**Data provided**
★ ★ ★ ★

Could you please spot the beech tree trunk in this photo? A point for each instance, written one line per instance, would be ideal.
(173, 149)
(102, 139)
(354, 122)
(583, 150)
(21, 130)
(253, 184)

★ ★ ★ ★

**Task to carry out**
Every entry should be reproduced word for word.

**Response to the task**
Could you please spot the beech tree trunk in this photo? A point for each instance, written one line per instance, would be ideal.
(173, 149)
(102, 139)
(354, 122)
(583, 150)
(21, 130)
(253, 184)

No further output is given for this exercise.